#### Objectif visé
Dans l'extrait, que demande Mme Cleophard à la Cour ?

#### Extrait
<<<<
Décisions de la Cour fédérale

Informations sur la décision

Contenu de la décision

Cour fédérale

Federal Court


Date : 20100525

Dossier : IMM-3301-09

Référence : 2010 CF 563

Ottawa (Ontario), le 25 mai 2010

En présence de monsieur le juge O’Reilly

 

 

ENTRE :

PRESNICK LORMILSAINT,

ELMITA CLEOPHARD et

KATIANA LORMILSAINT

demandeurs

et

 

LE MINISTRE DE LA CITOYENNETÉ

ET DE L’IMMIGRATION

défendeur

 

MOTIFS DU JUGEMENT ET JUGEMENT

 

I.        Aperçu

 

[1]               M. Presnick Lormilsaint, son épouse Elmita Cleophard et leur fille Katiana ont demandé l’asile au Canada au motif qu’ils étaient victimes de persécution en Haïti en raison de ses opinions politiques. M. Lormilsaint et Mme Cleophard ont affirmé qu’ils ont subi de mauvais traitements en raison de leur opposition au mouvement Lavalas. M. Lormilsaint a quitté Haïti en 2000 et son épouse en 2003. Le couple a habité aux États‑Unis pendant plusieurs années et leur fille y est née. La famille est venue au Canada en 2007.

 

[2]               Un tribunal de la Commission de l’immigration et du statut de réfugié a rejeté la demande d’asile des demandeurs. Pour ce qui est de la demande de M. Lormilsaint, la Commission a jugé que la preuve qu’il a présentée était incohérente et peu fiable. Cette partie de la décision de la Commission n’a pas été contestée par les demandeurs. Ce qui est remis en question, c’est le traitement de la demande de Mme Cleophard. La Commission a conclu que Mme Cleophard craignait le climat général de criminalité qui règne en Haïti, plus particulièrement le taux élevé de criminalité envers les femmes, ce qui ne lui confère pas la qualité de réfugié.

 

[3]               Mme Cleophard affirme que la décision de la Commission était déraisonnable au motif que la Commission n’a pas tenu compte du fait que le risque qu’elle court est accru par ses activités politiques passées et que, par conséquent, le cadre de sa crainte débordait du cadre du traitement général réservé aux femmes en Haïti. Elle demande une nouvelle audience devant un tribunal différemment constitué.

 

[4]               Lors de ma lecture de la décision de la Commission, je n’ai pas relevé de doutes au sujet de la description des mauvais traitements infligés à Mme Cleophard pour avoir fait censément fait des déclarations politiques. Mais, la Commission a conclu que la crainte de Mme Cleophard se limitait au taux élevé de criminalité en Haïti. À mon avis, la Commission a commis une erreur en ne prenant pas en compte les éléments de preuve à l’appui de l’affirmation de Mme Cleophard selon laquelle elle était persécutée du fait de ses opinions politiques. Je dois par conséquent faire droit à la présente demande de contrôle judiciaire.
>>>>
#### Données fournies
<<<<
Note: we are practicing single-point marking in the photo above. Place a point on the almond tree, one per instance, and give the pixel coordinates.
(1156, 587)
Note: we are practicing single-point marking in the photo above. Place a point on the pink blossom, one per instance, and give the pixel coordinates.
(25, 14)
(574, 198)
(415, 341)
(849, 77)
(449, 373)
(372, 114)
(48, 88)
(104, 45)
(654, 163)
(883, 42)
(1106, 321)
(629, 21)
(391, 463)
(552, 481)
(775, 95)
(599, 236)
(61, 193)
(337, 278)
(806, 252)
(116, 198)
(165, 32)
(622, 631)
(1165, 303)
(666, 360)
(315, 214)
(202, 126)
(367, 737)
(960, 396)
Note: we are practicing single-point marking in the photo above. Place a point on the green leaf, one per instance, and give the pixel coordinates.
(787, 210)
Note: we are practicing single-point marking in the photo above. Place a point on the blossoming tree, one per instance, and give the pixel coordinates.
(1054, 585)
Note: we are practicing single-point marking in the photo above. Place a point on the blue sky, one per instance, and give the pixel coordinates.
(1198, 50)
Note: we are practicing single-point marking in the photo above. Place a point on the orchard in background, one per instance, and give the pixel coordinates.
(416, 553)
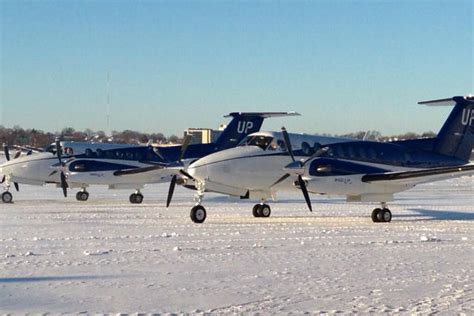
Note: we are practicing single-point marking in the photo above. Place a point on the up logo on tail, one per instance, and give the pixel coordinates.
(467, 117)
(244, 127)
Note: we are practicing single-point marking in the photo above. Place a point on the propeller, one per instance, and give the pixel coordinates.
(64, 184)
(7, 153)
(295, 167)
(184, 147)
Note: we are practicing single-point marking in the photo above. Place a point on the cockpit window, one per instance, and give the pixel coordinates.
(260, 141)
(324, 152)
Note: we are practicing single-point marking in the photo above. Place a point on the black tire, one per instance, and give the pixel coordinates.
(255, 210)
(138, 198)
(386, 215)
(198, 214)
(380, 217)
(375, 213)
(82, 196)
(7, 197)
(265, 210)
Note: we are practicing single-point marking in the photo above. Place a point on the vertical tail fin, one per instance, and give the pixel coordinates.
(456, 137)
(243, 124)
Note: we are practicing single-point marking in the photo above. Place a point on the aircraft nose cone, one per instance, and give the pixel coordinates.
(296, 167)
(194, 171)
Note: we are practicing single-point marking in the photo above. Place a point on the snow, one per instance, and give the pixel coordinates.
(105, 255)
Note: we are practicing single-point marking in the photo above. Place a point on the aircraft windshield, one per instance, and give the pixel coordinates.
(260, 141)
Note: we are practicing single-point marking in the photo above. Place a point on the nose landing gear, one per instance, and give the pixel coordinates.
(382, 215)
(136, 198)
(82, 195)
(198, 212)
(7, 197)
(261, 210)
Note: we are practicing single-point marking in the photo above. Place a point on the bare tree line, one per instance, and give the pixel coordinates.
(40, 139)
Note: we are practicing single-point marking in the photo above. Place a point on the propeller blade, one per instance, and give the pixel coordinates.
(53, 173)
(305, 192)
(184, 147)
(137, 170)
(286, 138)
(184, 173)
(64, 184)
(283, 178)
(171, 190)
(157, 151)
(7, 153)
(58, 150)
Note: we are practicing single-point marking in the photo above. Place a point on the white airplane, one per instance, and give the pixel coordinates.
(78, 165)
(367, 171)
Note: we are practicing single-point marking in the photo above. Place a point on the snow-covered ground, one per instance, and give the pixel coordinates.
(105, 255)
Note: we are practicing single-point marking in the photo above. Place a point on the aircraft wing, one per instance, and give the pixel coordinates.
(138, 170)
(421, 176)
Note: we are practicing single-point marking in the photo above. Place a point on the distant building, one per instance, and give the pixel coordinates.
(204, 135)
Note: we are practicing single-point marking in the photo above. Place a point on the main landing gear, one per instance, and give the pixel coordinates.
(136, 198)
(261, 210)
(382, 215)
(7, 197)
(82, 195)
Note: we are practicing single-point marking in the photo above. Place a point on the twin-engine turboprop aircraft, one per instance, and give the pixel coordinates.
(120, 166)
(361, 170)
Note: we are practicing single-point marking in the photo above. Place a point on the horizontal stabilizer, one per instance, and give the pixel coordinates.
(445, 102)
(390, 176)
(262, 114)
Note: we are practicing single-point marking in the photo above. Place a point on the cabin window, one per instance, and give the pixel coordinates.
(351, 152)
(307, 150)
(80, 167)
(317, 146)
(372, 154)
(323, 169)
(281, 144)
(362, 153)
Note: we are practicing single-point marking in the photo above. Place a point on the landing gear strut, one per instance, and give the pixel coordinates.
>>>>
#### Résultat obtenu
Une nouvelle audience devant un tribunal différemment constitué.